● EXERCISE DETAILS:
Please convert the lines into a numbered list with blank lines omitted, starting at the line that contains "Can you see the foliage?" and continuing through the last line.
Start of DATA SHOWN
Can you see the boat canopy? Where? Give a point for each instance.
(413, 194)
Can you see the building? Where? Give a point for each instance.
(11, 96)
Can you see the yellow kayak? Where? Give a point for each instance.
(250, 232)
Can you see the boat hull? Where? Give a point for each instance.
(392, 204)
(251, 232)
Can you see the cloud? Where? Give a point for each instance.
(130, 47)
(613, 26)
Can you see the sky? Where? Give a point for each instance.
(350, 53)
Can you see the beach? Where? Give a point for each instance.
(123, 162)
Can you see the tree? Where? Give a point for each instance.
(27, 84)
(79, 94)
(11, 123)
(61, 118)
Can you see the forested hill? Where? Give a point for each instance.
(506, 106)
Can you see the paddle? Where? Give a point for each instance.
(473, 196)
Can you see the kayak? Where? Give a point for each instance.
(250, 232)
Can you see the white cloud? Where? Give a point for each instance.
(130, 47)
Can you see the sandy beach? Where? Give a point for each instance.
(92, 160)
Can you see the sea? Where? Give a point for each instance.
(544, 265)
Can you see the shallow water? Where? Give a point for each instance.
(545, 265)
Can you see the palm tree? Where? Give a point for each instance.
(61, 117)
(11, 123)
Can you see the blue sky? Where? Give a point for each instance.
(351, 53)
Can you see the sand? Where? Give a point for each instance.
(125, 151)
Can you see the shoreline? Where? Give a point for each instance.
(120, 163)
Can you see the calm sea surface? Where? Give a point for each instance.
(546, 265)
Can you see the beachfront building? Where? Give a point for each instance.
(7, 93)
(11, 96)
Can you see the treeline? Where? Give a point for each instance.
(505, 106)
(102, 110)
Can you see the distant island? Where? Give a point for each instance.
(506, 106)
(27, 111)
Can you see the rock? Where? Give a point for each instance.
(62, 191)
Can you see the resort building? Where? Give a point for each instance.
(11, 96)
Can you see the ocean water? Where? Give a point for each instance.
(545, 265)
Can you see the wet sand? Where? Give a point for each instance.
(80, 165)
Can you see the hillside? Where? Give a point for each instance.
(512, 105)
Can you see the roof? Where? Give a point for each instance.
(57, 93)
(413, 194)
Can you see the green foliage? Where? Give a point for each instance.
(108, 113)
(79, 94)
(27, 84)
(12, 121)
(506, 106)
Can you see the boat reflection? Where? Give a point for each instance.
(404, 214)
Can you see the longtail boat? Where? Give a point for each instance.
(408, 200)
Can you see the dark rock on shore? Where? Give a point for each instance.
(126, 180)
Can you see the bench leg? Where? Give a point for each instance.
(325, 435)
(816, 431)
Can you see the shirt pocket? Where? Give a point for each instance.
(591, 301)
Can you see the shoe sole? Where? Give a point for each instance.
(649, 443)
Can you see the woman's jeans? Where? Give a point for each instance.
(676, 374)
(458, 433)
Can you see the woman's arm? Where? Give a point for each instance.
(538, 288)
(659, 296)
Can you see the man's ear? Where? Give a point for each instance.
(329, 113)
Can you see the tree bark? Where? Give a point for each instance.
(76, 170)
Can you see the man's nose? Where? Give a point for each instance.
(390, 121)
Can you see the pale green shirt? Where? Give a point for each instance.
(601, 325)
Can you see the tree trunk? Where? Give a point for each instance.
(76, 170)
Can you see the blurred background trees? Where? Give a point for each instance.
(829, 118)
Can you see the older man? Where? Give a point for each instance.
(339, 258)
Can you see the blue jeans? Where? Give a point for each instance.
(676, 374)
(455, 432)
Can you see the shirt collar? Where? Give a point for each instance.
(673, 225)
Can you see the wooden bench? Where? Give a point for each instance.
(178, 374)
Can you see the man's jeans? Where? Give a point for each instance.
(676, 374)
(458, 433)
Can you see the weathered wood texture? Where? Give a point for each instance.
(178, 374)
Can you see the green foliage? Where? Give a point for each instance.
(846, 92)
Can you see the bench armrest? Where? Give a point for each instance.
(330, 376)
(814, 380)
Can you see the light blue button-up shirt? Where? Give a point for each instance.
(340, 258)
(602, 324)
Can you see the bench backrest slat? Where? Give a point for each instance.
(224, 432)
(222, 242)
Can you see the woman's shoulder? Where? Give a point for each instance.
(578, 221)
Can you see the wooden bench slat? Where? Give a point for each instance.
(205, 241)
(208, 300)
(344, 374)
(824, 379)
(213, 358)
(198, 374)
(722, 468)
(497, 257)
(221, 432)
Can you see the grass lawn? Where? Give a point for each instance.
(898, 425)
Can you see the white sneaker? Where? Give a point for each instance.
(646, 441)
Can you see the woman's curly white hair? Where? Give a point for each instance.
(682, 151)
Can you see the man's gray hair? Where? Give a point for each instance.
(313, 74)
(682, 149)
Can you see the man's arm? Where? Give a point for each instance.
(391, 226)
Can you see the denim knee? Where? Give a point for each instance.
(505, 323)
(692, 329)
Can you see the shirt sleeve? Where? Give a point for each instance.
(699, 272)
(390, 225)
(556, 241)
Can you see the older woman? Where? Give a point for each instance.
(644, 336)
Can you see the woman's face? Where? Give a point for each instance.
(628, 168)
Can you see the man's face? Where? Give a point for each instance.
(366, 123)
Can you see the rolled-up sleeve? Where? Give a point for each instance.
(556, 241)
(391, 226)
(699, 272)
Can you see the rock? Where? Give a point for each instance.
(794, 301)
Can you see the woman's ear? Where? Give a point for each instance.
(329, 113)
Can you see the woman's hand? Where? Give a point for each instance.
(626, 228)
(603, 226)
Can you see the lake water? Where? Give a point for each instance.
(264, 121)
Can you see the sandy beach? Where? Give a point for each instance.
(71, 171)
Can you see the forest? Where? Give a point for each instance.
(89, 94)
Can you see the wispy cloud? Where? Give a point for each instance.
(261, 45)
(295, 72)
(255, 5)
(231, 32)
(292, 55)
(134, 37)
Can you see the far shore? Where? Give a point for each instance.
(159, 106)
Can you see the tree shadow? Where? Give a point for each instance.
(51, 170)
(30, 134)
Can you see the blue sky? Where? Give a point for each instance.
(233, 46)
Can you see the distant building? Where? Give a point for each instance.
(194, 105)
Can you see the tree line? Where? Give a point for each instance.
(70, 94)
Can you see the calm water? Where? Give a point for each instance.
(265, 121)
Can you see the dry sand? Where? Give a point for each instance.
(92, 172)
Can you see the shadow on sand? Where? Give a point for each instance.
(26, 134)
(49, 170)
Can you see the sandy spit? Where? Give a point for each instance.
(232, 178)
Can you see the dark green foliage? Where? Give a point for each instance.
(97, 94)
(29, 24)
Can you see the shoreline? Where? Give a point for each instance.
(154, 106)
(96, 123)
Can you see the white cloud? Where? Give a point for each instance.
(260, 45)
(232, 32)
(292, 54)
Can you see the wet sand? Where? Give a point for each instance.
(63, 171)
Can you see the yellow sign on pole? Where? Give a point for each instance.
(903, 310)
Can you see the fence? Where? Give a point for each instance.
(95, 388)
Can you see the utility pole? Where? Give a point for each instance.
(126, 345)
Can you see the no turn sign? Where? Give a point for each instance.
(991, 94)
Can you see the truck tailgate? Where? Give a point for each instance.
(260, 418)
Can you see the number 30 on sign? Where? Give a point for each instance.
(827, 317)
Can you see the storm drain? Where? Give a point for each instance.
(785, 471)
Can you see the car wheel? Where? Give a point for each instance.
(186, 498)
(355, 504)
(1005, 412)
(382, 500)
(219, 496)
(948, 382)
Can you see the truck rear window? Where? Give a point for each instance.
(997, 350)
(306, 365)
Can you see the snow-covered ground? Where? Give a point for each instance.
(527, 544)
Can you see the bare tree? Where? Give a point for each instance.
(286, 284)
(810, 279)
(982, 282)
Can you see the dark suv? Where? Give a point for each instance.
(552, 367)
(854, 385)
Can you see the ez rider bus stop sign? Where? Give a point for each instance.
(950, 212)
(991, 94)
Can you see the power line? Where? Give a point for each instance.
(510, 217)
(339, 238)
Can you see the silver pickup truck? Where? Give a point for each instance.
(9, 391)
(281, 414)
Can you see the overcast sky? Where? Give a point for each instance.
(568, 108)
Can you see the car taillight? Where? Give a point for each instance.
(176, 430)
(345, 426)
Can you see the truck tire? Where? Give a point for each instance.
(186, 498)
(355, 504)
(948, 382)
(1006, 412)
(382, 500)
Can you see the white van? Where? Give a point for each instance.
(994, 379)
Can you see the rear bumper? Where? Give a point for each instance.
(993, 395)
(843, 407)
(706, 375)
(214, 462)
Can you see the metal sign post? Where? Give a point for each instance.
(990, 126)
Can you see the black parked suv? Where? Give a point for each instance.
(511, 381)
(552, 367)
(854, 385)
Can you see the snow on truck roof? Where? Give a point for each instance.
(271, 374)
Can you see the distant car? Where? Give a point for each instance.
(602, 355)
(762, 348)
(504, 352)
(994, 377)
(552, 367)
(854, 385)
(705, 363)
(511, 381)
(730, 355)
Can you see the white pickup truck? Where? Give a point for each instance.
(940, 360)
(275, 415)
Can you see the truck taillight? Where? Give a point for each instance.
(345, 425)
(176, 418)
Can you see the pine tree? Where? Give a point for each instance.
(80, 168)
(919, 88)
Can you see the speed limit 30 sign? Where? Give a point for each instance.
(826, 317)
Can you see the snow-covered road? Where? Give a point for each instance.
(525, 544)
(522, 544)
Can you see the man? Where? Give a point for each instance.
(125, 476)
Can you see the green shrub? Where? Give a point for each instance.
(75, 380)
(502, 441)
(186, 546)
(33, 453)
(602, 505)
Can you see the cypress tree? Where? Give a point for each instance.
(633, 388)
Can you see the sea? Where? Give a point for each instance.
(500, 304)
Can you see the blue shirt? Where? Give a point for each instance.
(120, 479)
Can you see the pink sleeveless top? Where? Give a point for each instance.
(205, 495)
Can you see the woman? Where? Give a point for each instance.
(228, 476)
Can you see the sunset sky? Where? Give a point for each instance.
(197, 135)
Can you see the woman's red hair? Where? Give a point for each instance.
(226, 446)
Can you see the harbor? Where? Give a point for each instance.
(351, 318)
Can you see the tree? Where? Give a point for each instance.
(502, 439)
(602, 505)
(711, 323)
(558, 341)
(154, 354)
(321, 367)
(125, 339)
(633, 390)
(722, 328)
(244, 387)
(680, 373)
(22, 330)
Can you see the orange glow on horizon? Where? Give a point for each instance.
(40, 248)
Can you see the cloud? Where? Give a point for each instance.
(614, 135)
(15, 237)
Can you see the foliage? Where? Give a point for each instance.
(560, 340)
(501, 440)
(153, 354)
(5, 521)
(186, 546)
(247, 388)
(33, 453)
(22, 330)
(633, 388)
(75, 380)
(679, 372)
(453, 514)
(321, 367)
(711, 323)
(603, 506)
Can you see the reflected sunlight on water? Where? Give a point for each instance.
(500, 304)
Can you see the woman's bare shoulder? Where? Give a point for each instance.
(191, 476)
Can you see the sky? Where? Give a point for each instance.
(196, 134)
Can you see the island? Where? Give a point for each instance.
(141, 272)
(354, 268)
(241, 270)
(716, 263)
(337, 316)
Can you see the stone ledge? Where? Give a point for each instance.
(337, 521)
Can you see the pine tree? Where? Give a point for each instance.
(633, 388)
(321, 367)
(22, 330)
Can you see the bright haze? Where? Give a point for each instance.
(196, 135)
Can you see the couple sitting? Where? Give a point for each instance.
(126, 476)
End of DATA SHOWN
● TASK RESULT:
1. Can you see the foliage? Where? Give a point for each instance.
2. (560, 340)
3. (501, 440)
4. (153, 354)
5. (5, 521)
6. (186, 546)
7. (247, 388)
8. (33, 453)
9. (22, 330)
10. (633, 388)
11. (75, 380)
12. (679, 372)
13. (453, 514)
14. (321, 367)
15. (711, 323)
16. (603, 506)
17. Can you see the reflected sunlight on water? Where? Give a point for each instance.
18. (500, 304)
19. Can you see the woman's bare shoulder? Where? Give a point for each instance.
20. (191, 476)
21. Can you see the sky? Where? Give a point for each instance.
22. (196, 134)
23. Can you see the island? Where? Give a point for each instance.
24. (141, 272)
25. (354, 268)
26. (241, 270)
27. (716, 263)
28. (337, 316)
29. Can you see the stone ledge? Where? Give a point for each instance.
30. (337, 521)
31. Can you see the pine tree? Where? Give a point for each instance.
32. (633, 388)
33. (321, 367)
34. (22, 330)
35. Can you see the bright haze? Where? Give a point for each instance.
36. (196, 135)
37. Can you see the couple sitting? Where? Give a point for each instance.
38. (126, 476)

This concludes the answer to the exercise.